**PROBLEM TO SOLVE:** Gather every line of the rows below that contains the string "smiling", treating uppercase and lowercase letters as distinct.

BEGIN SUPPLIED INFORMATION

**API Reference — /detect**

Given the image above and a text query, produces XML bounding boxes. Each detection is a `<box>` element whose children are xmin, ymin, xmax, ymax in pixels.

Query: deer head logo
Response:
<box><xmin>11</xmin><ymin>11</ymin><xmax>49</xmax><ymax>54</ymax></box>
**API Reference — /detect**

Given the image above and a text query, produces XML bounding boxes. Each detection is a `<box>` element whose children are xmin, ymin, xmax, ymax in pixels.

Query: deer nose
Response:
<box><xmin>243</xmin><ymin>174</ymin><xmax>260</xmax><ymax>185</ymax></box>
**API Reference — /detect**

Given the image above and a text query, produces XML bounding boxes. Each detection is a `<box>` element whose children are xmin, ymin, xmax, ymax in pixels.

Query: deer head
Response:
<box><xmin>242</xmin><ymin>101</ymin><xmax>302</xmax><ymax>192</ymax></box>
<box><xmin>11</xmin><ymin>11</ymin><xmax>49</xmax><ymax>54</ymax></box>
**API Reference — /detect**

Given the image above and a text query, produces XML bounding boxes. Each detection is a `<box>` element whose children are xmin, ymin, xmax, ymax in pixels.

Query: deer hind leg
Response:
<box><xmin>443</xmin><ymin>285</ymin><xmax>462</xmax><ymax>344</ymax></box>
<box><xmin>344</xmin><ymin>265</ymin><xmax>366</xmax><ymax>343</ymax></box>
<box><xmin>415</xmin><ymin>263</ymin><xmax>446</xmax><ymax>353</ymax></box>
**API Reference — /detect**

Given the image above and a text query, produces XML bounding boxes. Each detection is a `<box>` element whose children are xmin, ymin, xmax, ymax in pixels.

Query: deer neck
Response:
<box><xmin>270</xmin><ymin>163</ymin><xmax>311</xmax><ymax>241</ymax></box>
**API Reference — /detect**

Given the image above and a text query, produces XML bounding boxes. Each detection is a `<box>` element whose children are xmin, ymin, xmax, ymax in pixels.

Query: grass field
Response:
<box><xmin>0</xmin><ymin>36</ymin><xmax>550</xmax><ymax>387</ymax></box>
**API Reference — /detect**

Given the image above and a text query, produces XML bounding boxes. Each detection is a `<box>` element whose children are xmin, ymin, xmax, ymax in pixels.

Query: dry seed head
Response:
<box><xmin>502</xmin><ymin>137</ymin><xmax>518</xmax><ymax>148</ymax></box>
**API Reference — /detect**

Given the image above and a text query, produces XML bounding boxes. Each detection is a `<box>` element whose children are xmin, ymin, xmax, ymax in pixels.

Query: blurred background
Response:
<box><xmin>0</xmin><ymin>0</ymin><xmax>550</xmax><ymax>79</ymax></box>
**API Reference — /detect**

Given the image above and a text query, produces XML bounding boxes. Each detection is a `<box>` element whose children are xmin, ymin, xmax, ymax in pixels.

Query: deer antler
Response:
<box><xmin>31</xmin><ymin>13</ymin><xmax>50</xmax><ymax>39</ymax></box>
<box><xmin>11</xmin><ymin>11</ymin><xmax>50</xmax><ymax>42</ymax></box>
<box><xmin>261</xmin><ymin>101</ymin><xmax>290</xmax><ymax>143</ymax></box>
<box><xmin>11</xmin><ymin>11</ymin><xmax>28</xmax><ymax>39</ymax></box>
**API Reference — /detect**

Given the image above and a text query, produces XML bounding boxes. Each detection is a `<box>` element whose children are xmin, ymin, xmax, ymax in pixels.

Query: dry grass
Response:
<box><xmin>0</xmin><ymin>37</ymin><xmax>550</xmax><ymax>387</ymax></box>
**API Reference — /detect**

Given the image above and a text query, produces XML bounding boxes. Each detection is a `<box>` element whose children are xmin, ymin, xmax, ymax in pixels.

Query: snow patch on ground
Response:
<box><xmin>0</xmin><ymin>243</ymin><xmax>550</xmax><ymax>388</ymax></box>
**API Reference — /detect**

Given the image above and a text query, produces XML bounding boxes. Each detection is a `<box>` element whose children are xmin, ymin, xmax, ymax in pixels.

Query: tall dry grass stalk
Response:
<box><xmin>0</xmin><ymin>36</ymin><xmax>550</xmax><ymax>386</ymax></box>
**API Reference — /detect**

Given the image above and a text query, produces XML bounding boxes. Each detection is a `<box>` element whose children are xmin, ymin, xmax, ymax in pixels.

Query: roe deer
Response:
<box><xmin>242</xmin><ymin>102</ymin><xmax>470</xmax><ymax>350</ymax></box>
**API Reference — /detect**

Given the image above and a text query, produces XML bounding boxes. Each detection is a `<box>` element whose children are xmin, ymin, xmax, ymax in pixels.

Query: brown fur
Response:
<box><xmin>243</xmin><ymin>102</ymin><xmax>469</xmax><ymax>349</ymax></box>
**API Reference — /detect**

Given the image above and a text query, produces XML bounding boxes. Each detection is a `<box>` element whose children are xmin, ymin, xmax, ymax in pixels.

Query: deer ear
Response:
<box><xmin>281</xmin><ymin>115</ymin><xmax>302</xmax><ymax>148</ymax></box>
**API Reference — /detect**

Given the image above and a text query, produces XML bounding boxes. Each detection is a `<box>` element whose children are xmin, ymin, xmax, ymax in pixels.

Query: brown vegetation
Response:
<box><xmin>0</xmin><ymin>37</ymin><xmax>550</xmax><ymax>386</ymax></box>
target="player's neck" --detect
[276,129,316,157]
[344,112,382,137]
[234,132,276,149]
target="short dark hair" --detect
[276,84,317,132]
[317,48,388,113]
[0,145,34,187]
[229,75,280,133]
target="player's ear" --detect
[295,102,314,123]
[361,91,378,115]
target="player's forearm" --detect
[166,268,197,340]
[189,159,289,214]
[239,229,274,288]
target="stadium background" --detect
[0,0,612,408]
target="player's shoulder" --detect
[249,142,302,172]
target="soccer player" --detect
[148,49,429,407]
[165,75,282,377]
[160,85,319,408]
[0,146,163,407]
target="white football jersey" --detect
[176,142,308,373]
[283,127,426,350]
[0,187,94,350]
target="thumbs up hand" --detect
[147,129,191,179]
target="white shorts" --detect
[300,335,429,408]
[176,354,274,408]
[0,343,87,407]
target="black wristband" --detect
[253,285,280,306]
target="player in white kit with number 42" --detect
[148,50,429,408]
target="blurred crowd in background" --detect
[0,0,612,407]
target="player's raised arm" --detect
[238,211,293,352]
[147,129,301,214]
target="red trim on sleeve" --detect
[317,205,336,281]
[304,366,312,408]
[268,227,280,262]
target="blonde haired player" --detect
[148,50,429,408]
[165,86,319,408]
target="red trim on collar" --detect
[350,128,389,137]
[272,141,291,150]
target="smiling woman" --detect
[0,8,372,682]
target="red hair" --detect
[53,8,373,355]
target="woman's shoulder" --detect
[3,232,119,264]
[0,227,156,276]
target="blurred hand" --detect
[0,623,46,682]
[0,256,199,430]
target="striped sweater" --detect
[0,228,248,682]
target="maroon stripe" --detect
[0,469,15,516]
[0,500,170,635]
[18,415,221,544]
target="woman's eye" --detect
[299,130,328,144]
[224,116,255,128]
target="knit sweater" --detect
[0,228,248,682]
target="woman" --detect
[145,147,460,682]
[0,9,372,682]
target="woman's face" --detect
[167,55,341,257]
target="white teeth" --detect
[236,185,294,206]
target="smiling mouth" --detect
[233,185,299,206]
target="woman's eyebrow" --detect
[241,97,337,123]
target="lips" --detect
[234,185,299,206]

END SUPPLIED INFORMATION

**PROBLEM SOLUTION:**
target="smiling woman" --detect
target="smiling mouth" --detect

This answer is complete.